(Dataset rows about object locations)
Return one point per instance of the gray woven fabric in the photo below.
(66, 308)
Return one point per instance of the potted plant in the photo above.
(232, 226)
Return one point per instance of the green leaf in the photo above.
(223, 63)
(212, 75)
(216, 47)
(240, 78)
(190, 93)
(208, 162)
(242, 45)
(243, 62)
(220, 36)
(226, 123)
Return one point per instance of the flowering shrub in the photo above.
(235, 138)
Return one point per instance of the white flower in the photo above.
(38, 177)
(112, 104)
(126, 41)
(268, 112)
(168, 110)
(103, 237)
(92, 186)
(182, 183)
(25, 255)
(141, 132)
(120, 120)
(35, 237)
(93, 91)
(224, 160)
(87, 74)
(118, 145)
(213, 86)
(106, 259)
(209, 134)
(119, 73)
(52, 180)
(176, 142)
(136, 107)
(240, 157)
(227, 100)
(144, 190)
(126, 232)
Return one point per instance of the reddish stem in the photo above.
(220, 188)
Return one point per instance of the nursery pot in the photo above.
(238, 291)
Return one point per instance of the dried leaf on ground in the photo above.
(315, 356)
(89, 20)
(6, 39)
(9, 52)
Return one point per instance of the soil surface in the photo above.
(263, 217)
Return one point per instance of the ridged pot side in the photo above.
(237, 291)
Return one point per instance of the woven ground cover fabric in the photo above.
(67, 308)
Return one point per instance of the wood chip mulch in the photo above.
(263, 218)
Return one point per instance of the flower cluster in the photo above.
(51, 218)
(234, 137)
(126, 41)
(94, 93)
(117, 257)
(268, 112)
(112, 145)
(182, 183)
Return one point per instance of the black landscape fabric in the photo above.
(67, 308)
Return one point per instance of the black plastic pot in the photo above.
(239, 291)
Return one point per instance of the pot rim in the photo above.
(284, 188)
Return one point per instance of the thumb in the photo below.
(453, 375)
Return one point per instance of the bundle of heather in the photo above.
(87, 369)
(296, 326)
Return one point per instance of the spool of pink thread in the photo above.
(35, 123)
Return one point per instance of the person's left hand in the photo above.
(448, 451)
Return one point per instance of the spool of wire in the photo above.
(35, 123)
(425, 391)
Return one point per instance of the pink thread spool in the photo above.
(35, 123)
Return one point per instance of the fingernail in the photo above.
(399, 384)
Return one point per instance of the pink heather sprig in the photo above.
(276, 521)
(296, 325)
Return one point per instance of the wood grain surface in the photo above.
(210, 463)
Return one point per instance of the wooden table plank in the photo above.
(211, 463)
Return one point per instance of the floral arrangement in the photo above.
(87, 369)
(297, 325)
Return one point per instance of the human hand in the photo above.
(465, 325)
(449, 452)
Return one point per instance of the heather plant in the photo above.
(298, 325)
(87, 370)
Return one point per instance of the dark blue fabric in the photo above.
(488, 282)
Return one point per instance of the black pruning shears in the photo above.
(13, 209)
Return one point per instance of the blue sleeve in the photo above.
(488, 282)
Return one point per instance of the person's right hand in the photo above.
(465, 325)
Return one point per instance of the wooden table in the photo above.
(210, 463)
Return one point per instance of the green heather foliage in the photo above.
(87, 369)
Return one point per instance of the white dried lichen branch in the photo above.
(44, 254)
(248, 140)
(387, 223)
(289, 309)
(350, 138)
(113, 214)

▶ **What the task requires**: Reproduce all of the rows above, replacing "Return" with "Provide" wherever it occurs and leaving everything else unchanged.

▶ **Exercise result**:
Provide one point per instance of the gray woven fabric in the photo below.
(66, 308)
Provide one point per instance of the potted plant in the photo above.
(232, 226)
Provide one point per instance of the green leaf in the photo above.
(223, 63)
(212, 75)
(216, 47)
(240, 78)
(190, 93)
(208, 162)
(242, 45)
(243, 62)
(220, 36)
(226, 123)
Provide one point per instance of the flowering shrub in the photo above.
(235, 138)
Provide one point per instance of the white flower in the photo above.
(38, 177)
(112, 104)
(126, 41)
(268, 112)
(168, 110)
(103, 237)
(92, 186)
(182, 183)
(25, 255)
(141, 132)
(120, 120)
(35, 237)
(93, 91)
(224, 160)
(87, 74)
(118, 145)
(213, 86)
(106, 259)
(209, 134)
(119, 73)
(52, 180)
(176, 142)
(136, 107)
(240, 157)
(227, 100)
(144, 190)
(126, 232)
Provide one point per instance of the reddish stem in the photo above.
(220, 188)
Provide one point per instance of the nursery pot in the photo above.
(238, 291)
Provide one point per instance of the dried leaf on ground in the photo above.
(315, 356)
(89, 20)
(6, 39)
(9, 52)
Provide one point per instance of the soil surface in the photo above.
(263, 217)
Provide one point per instance of the ridged pot side in the photo above.
(237, 291)
Provide one point per instance of the woven ground cover fabric in the photo above.
(67, 308)
Provide one point per instance of the wood chip mulch in the photo above.
(263, 218)
Provide one point per instance of the flower cluster in the photo above.
(51, 218)
(234, 137)
(126, 41)
(94, 93)
(117, 257)
(268, 112)
(112, 145)
(182, 183)
Provide one point per instance of the black landscape fabric in the photo above.
(67, 308)
Provide one point per instance of the black plastic pot in the photo above.
(239, 291)
Provide one point per instance of the pot rim in the photo above.
(284, 188)
Provide one point per instance of the thumb in the photo below.
(453, 375)
Provide one point per instance of the bundle of heather in the photo above.
(87, 369)
(296, 326)
Provide one point per instance of the spool of pink thread in the photo above.
(35, 123)
Provide one point per instance of the person's left hand in the photo above.
(448, 451)
Provide one point per instance of the spool of wire in the photo above.
(35, 123)
(425, 391)
Provide one point per instance of the pink thread spool in the photo above.
(35, 123)
Provide one point per instance of the fingernail in the photo above.
(399, 384)
Provide one point per instance of the pink heather sprig in the photo above.
(276, 521)
(296, 325)
Provide one point per instance of the wood grain surface in the photo above.
(210, 463)
Provide one point per instance of the wooden table plank in the photo above.
(211, 463)
Provide one point per instance of the floral arrangement in the photo above.
(87, 369)
(297, 325)
Provide one point per instance of the human hand in the photo above.
(465, 325)
(449, 452)
Provide one point per instance of the heather plant in the photo above.
(298, 325)
(87, 370)
Provide one point per instance of the dark blue fabric in the photo above.
(488, 282)
Provide one point per instance of the black pruning shears in the photo above.
(13, 209)
Provide one point per instance of the blue sleeve in the photo above.
(488, 282)
Provide one point per instance of the person's right hand in the photo above.
(465, 325)
Provide one point per instance of the wooden table in the photo above.
(210, 463)
Provide one point per instance of the green heather foliage in the photo above.
(87, 369)
Provide one point per instance of the white dried lichen branch in the photo above.
(44, 254)
(248, 140)
(387, 223)
(289, 309)
(350, 138)
(113, 214)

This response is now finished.